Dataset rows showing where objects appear
+ + + + + + +
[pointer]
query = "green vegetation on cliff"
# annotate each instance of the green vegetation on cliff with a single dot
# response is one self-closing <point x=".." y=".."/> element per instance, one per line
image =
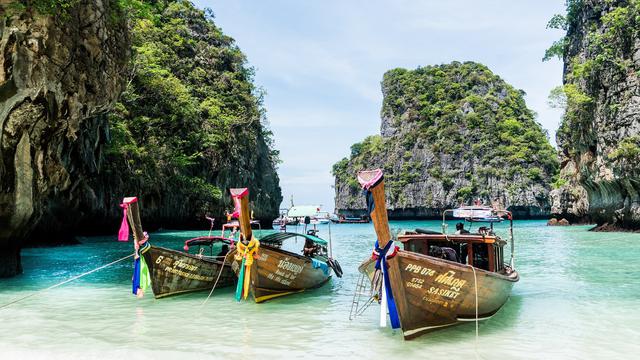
<point x="457" y="129"/>
<point x="599" y="136"/>
<point x="609" y="48"/>
<point x="190" y="122"/>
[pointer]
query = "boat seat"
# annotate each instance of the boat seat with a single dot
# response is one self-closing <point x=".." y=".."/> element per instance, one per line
<point x="443" y="252"/>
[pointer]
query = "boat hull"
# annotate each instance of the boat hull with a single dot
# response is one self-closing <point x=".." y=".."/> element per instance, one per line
<point x="432" y="293"/>
<point x="174" y="272"/>
<point x="277" y="273"/>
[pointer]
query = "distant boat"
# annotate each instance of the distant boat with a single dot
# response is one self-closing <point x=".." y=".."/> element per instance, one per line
<point x="266" y="271"/>
<point x="341" y="219"/>
<point x="283" y="220"/>
<point x="175" y="272"/>
<point x="437" y="279"/>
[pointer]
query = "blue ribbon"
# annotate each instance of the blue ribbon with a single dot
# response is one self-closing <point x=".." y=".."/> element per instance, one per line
<point x="391" y="304"/>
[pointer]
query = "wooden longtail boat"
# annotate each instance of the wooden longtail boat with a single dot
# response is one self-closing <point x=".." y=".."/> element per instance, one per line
<point x="267" y="271"/>
<point x="437" y="280"/>
<point x="175" y="272"/>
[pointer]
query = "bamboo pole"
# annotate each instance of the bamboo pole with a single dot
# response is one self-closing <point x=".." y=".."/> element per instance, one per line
<point x="379" y="213"/>
<point x="242" y="194"/>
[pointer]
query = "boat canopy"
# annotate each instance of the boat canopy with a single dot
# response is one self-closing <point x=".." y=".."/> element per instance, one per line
<point x="303" y="210"/>
<point x="279" y="237"/>
<point x="477" y="213"/>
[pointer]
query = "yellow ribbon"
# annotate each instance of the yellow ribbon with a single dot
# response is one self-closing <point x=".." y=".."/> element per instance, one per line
<point x="247" y="252"/>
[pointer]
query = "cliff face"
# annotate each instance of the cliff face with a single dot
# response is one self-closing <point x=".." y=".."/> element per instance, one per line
<point x="452" y="134"/>
<point x="189" y="126"/>
<point x="58" y="76"/>
<point x="100" y="102"/>
<point x="599" y="136"/>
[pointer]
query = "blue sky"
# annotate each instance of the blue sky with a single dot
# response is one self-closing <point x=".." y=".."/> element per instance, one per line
<point x="321" y="63"/>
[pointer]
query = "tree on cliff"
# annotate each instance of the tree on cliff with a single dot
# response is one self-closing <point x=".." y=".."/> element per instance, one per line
<point x="452" y="133"/>
<point x="191" y="123"/>
<point x="598" y="137"/>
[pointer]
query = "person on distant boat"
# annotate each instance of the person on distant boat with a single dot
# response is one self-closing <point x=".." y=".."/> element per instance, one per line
<point x="310" y="248"/>
<point x="223" y="252"/>
<point x="460" y="229"/>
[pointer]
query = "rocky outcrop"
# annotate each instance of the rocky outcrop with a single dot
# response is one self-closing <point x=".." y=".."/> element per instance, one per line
<point x="84" y="122"/>
<point x="452" y="134"/>
<point x="58" y="75"/>
<point x="599" y="137"/>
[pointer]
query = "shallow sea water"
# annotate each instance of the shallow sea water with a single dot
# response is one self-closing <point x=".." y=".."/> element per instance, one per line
<point x="578" y="298"/>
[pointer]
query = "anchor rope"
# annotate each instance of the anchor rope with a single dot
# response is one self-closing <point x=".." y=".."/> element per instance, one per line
<point x="216" y="283"/>
<point x="64" y="282"/>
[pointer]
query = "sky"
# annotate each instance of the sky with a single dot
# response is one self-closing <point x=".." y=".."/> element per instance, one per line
<point x="321" y="63"/>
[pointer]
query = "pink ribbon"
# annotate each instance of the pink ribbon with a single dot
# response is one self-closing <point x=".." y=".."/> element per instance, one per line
<point x="123" y="234"/>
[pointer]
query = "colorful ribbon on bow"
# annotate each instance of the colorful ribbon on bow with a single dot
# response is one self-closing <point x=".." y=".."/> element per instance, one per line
<point x="141" y="278"/>
<point x="247" y="253"/>
<point x="386" y="300"/>
<point x="123" y="234"/>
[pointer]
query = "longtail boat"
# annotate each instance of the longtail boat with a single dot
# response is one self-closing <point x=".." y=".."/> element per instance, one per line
<point x="170" y="272"/>
<point x="266" y="270"/>
<point x="436" y="280"/>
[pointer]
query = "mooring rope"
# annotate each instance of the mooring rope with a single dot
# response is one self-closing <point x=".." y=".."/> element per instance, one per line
<point x="216" y="283"/>
<point x="65" y="282"/>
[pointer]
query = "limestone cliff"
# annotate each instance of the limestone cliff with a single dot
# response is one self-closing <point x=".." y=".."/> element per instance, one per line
<point x="452" y="134"/>
<point x="599" y="137"/>
<point x="58" y="76"/>
<point x="98" y="103"/>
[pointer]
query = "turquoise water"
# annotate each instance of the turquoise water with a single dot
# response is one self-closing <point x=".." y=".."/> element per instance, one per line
<point x="578" y="298"/>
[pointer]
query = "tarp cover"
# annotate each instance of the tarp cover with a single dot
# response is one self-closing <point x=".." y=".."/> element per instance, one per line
<point x="473" y="212"/>
<point x="303" y="210"/>
<point x="281" y="236"/>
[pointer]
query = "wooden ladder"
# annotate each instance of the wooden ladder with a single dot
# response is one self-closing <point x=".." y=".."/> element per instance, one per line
<point x="363" y="288"/>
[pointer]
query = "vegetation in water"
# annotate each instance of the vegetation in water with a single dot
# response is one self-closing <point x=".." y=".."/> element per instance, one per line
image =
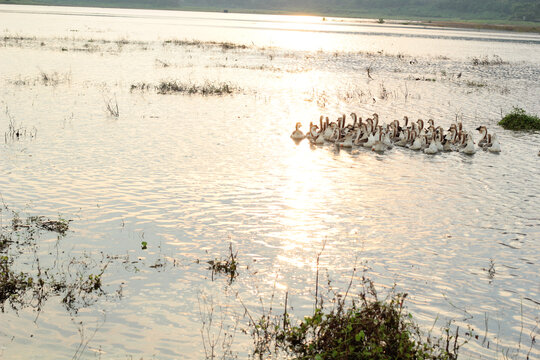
<point x="174" y="87"/>
<point x="77" y="281"/>
<point x="227" y="266"/>
<point x="518" y="119"/>
<point x="517" y="10"/>
<point x="364" y="327"/>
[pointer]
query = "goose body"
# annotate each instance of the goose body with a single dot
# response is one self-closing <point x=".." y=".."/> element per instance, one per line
<point x="297" y="134"/>
<point x="469" y="148"/>
<point x="495" y="146"/>
<point x="432" y="148"/>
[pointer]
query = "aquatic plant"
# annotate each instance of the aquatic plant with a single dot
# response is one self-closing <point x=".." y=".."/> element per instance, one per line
<point x="227" y="266"/>
<point x="224" y="45"/>
<point x="365" y="327"/>
<point x="518" y="119"/>
<point x="208" y="88"/>
<point x="495" y="60"/>
<point x="77" y="288"/>
<point x="16" y="131"/>
<point x="112" y="107"/>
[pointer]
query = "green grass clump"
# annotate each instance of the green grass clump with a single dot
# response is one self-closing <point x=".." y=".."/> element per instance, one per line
<point x="518" y="119"/>
<point x="362" y="328"/>
<point x="369" y="330"/>
<point x="208" y="88"/>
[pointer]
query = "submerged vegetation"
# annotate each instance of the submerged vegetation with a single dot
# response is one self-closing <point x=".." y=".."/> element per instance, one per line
<point x="518" y="119"/>
<point x="227" y="266"/>
<point x="16" y="131"/>
<point x="363" y="327"/>
<point x="77" y="281"/>
<point x="516" y="10"/>
<point x="174" y="87"/>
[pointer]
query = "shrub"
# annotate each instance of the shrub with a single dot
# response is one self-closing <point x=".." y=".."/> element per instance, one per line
<point x="518" y="119"/>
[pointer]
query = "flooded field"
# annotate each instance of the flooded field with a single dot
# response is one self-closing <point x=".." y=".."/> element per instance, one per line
<point x="161" y="138"/>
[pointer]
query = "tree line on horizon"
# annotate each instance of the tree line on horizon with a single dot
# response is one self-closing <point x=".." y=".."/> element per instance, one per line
<point x="517" y="10"/>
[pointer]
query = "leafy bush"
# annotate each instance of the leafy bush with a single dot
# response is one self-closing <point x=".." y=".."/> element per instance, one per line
<point x="518" y="119"/>
<point x="362" y="328"/>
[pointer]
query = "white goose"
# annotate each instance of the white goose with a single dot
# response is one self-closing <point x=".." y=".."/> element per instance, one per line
<point x="432" y="148"/>
<point x="297" y="134"/>
<point x="495" y="146"/>
<point x="379" y="145"/>
<point x="469" y="148"/>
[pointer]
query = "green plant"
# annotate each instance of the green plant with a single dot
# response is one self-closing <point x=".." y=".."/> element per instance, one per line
<point x="228" y="266"/>
<point x="366" y="329"/>
<point x="518" y="119"/>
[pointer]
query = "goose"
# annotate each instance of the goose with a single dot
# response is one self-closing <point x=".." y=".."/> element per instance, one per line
<point x="439" y="138"/>
<point x="469" y="148"/>
<point x="483" y="132"/>
<point x="494" y="145"/>
<point x="379" y="145"/>
<point x="297" y="134"/>
<point x="347" y="141"/>
<point x="313" y="133"/>
<point x="362" y="135"/>
<point x="403" y="138"/>
<point x="330" y="131"/>
<point x="418" y="143"/>
<point x="432" y="148"/>
<point x="372" y="138"/>
<point x="386" y="140"/>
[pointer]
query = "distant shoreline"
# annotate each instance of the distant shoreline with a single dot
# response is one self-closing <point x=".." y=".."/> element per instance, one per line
<point x="501" y="25"/>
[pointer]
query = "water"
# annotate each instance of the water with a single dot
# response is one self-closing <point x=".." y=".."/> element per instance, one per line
<point x="190" y="174"/>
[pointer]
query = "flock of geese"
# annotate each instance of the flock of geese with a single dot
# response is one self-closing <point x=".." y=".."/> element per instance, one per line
<point x="417" y="136"/>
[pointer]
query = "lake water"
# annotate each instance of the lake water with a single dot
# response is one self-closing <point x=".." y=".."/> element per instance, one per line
<point x="190" y="174"/>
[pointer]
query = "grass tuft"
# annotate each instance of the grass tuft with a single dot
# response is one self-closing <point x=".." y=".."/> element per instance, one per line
<point x="179" y="87"/>
<point x="228" y="266"/>
<point x="518" y="119"/>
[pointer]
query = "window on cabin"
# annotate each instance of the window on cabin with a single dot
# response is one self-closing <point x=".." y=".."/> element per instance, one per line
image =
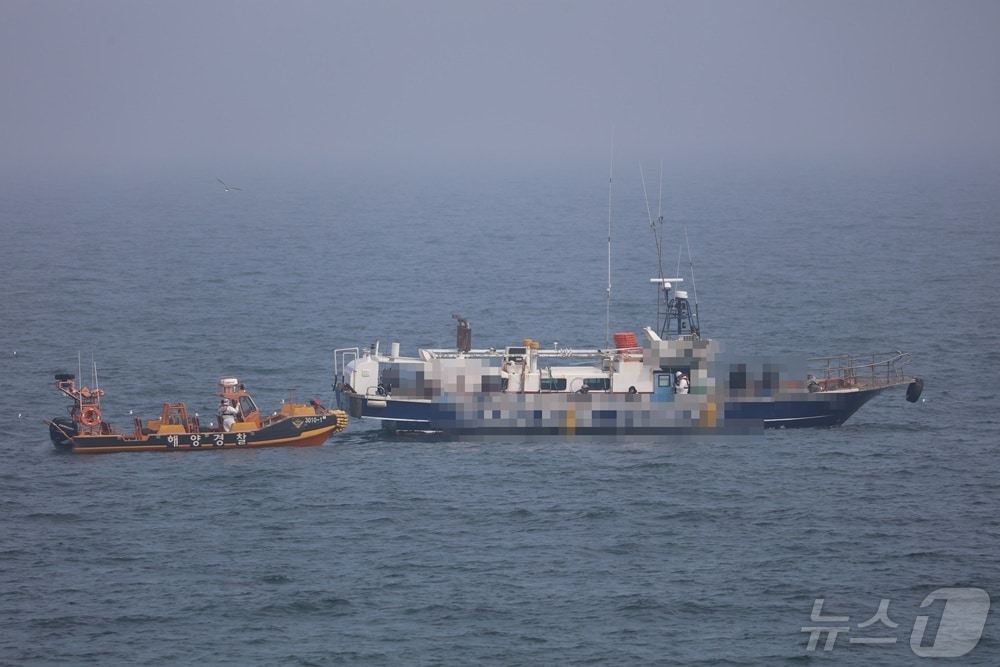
+ + + + + + +
Pull out every line in the data that contains the string "vegetation", treating uppercase and lowercase as different.

# [FINAL RESULT]
query = "green vegetation on cliff"
# annotate each instance of the green vegetation on cliff with a single dot
query = "vegetation in water"
# annotate each instance of the vegetation in water with a single dot
query = "submerged vegetation"
# annotate each instance of the submerged vegetation with a single dot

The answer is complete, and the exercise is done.